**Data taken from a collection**
——————
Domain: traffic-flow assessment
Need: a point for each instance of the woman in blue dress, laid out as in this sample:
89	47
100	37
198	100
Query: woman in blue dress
——————
**Aim of the exercise**
Reproduce all of the data above, substituting "red coat" for every occurrence of "blue dress" and keeping everything else the same.

**Answer to this exercise**
Domain: traffic-flow assessment
Need: a point for each instance of the woman in red coat, laid out as in this sample:
89	47
100	37
198	100
Query: woman in red coat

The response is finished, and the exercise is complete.